**WHAT TO DO**
Below are the records; copy each line in which "black" occurs.
· · · · ·
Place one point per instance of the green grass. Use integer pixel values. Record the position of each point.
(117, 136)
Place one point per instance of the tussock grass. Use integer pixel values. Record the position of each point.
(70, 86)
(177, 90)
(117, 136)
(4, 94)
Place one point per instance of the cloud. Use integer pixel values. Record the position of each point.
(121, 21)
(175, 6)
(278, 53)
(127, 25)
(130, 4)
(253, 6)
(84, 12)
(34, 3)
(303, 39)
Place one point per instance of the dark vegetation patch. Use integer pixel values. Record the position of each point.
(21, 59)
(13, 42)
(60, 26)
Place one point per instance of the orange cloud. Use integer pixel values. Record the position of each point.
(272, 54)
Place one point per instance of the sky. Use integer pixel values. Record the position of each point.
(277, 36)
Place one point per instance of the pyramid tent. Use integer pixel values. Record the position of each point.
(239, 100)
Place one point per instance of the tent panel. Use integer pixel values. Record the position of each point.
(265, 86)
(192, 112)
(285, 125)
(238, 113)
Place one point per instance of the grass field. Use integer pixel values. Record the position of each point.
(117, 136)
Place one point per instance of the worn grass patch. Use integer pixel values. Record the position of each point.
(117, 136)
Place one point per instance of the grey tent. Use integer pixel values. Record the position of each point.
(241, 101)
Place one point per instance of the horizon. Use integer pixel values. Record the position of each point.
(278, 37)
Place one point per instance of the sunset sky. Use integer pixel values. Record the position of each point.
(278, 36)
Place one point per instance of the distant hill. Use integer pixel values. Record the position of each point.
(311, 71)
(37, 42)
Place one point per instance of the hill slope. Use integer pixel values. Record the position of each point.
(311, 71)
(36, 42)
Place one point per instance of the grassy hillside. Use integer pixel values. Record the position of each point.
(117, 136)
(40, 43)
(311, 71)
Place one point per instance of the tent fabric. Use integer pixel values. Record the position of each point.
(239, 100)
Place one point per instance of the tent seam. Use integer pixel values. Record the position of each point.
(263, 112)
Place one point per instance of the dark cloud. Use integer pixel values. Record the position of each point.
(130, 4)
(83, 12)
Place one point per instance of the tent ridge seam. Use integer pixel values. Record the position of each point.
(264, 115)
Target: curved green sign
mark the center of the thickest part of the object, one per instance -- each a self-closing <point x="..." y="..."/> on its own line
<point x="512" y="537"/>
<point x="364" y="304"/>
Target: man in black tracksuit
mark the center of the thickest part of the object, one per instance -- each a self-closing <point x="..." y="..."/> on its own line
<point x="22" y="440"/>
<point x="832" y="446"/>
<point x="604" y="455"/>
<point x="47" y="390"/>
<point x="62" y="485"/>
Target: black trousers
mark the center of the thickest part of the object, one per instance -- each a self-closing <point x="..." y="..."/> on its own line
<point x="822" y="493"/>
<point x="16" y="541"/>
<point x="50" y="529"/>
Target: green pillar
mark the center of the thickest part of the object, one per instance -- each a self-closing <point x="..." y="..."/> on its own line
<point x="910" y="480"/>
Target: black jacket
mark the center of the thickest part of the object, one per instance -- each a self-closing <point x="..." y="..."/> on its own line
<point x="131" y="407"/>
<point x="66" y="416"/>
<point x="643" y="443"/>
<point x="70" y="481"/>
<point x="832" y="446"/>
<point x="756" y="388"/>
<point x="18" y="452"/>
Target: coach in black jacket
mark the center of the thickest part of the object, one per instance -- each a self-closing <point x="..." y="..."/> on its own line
· · · · ·
**EXERCISE SOLUTION**
Target: man in black tracksuit
Target: black trousers
Target: black jacket
Target: coach in black jacket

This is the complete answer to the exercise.